Stored items

──────

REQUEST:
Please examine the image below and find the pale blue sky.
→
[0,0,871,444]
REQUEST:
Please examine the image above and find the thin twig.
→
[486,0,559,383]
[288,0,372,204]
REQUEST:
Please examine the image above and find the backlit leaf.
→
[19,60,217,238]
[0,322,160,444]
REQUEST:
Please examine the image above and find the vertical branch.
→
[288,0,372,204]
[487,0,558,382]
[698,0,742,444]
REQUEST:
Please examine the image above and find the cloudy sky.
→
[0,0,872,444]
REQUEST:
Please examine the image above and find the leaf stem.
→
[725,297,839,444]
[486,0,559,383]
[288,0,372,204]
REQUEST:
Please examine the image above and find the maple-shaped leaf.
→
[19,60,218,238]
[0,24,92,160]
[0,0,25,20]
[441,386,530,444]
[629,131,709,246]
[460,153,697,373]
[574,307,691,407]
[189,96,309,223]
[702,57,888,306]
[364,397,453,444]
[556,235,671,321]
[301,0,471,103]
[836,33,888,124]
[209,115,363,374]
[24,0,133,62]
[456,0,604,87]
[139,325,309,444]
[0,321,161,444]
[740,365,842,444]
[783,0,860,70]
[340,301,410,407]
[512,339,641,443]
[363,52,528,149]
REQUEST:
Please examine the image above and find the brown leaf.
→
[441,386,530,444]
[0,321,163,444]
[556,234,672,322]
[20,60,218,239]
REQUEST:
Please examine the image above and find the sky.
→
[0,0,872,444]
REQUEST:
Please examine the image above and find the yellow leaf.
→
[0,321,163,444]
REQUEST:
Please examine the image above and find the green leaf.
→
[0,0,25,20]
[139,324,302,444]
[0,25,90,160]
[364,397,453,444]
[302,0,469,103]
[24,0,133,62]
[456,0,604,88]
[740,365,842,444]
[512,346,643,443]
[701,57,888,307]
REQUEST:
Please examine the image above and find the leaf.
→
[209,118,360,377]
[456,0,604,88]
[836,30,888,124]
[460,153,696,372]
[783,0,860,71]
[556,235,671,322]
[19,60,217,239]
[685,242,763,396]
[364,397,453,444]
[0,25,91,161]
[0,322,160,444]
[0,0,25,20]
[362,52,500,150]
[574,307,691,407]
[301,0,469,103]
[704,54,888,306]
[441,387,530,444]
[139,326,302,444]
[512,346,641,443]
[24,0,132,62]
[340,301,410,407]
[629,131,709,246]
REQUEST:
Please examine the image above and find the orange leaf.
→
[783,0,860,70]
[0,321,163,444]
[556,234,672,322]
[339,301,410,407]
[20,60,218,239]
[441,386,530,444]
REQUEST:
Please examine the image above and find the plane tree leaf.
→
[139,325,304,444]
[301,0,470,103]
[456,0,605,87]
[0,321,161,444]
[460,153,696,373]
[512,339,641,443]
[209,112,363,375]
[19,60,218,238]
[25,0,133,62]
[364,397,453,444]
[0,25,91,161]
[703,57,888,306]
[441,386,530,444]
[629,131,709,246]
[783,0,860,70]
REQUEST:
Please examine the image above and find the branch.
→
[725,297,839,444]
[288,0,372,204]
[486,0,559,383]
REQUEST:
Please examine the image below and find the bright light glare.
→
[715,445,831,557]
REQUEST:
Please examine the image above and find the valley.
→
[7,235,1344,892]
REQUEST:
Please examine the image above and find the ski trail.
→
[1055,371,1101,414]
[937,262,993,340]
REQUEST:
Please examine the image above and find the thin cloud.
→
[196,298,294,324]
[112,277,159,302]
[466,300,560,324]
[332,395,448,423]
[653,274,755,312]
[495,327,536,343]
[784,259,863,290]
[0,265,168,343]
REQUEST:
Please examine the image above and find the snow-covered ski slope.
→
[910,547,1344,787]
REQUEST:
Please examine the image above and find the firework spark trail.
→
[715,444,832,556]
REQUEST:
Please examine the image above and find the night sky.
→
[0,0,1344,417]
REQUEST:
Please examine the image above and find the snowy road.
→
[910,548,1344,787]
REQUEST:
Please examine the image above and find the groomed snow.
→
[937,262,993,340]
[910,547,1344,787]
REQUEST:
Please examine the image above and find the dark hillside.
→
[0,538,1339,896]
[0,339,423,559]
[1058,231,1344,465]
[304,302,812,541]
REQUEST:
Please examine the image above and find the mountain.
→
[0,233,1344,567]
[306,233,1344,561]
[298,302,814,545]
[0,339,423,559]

──────

## The exercise:
Every record should be repeated exactly; please leave none out.

## Solved problem:
REQUEST:
Please examine the image below and find the pale blue sky.
→
[0,0,871,444]
REQUEST:
Please examine the image above and find the thin twig.
→
[486,0,559,383]
[288,0,372,204]
REQUEST:
Please examine the image above and find the backlit leaf.
→
[19,60,217,238]
[0,322,160,444]
REQUEST:
Please examine the image above and find the vertical branch.
→
[288,0,372,204]
[487,0,558,382]
[698,0,742,444]
REQUEST:
Please examine the image above and find the cloudy sky.
→
[0,0,872,444]
REQUEST:
Please examine the image above and find the leaf stem.
→
[725,297,839,444]
[486,0,559,383]
[288,0,372,204]
REQUEST:
Please examine the image above and find the maple-shaped leaf.
→
[19,60,218,238]
[0,24,92,160]
[0,0,25,20]
[441,386,530,444]
[629,131,709,246]
[460,153,697,373]
[574,307,691,407]
[189,96,309,223]
[702,57,888,306]
[364,397,453,444]
[556,235,671,321]
[301,0,471,103]
[836,33,888,124]
[209,115,363,374]
[24,0,133,62]
[456,0,604,87]
[139,325,309,444]
[0,321,161,444]
[740,365,842,444]
[783,0,860,70]
[340,301,410,407]
[512,339,641,443]
[363,52,528,149]
REQUEST:
Please examine the image above and find the brown leaf.
→
[441,386,530,444]
[0,321,163,444]
[556,234,672,322]
[20,60,218,239]
REQUEST:
Please examine the image above and find the sky.
→
[0,0,872,444]
REQUEST:
Please examine the image above and find the yellow leaf.
→
[0,321,163,444]
REQUEST:
Please examine the image above and find the green leaf.
→
[0,0,25,20]
[139,324,302,444]
[0,25,90,160]
[364,397,453,444]
[302,0,469,103]
[24,0,133,62]
[456,0,604,88]
[740,365,842,444]
[512,346,643,443]
[701,57,888,307]
REQUEST:
Please examine the image above and find the leaf.
→
[209,118,360,377]
[456,0,604,88]
[836,30,888,124]
[460,153,696,372]
[783,0,860,71]
[556,235,671,322]
[19,60,217,239]
[685,242,763,396]
[364,397,453,444]
[0,25,91,161]
[0,322,160,444]
[0,0,25,20]
[362,52,500,150]
[574,307,691,407]
[301,0,469,103]
[704,54,888,306]
[441,387,530,444]
[139,326,302,444]
[512,346,641,443]
[24,0,132,62]
[340,301,410,407]
[629,131,709,246]
REQUEST:
Please examine the image above and find the orange leaf.
→
[783,0,860,70]
[0,321,163,444]
[556,234,672,322]
[339,301,410,407]
[20,60,218,239]
[441,386,530,444]
REQUEST:
Please examine the image above and find the plane tree leaf.
→
[139,325,304,444]
[301,0,470,103]
[456,0,605,87]
[0,321,161,444]
[460,153,696,373]
[512,339,641,443]
[209,112,363,375]
[19,60,218,238]
[25,0,133,62]
[364,397,453,444]
[0,25,91,161]
[703,57,888,306]
[441,386,530,444]
[629,131,709,246]
[783,0,860,70]
REQUEST:
Please examine the image above and find the branch.
→
[725,297,839,444]
[288,0,372,204]
[486,0,559,383]
REQUEST:
Please examine the image below and find the bright light glare.
→
[715,445,831,557]
REQUEST:
Please examine the image above and find the valley.
→
[7,235,1344,892]
REQUEST:
Please examine the image above and find the ski trail.
→
[1055,371,1101,414]
[937,262,993,340]
REQUEST:
Please examine the image above and find the thin cloud.
→
[196,298,294,324]
[112,277,159,302]
[466,300,560,324]
[332,395,448,423]
[653,274,755,312]
[495,327,536,343]
[784,259,863,290]
[0,265,168,343]
REQUEST:
Please examine the image above and find the snow-covered ski slope.
→
[910,547,1344,787]
REQUEST:
Please examine the image above and find the firework spark trail.
→
[715,444,832,556]
REQUEST:
Please examine the image above and find the night sky.
→
[0,0,1344,417]
REQUEST:
Please examine the image above and find the snowy road.
→
[910,548,1344,787]
REQUEST:
Please examine the image above and find the groomed snow.
→
[937,262,993,340]
[910,547,1344,787]
REQUEST:
Please examine the image above and find the dark hillside.
→
[0,538,1339,896]
[0,339,423,559]
[1058,231,1344,465]
[304,302,812,541]
REQUEST:
Please examine the image above and find the mountain.
→
[0,233,1344,567]
[306,233,1344,561]
[298,302,814,545]
[0,339,423,559]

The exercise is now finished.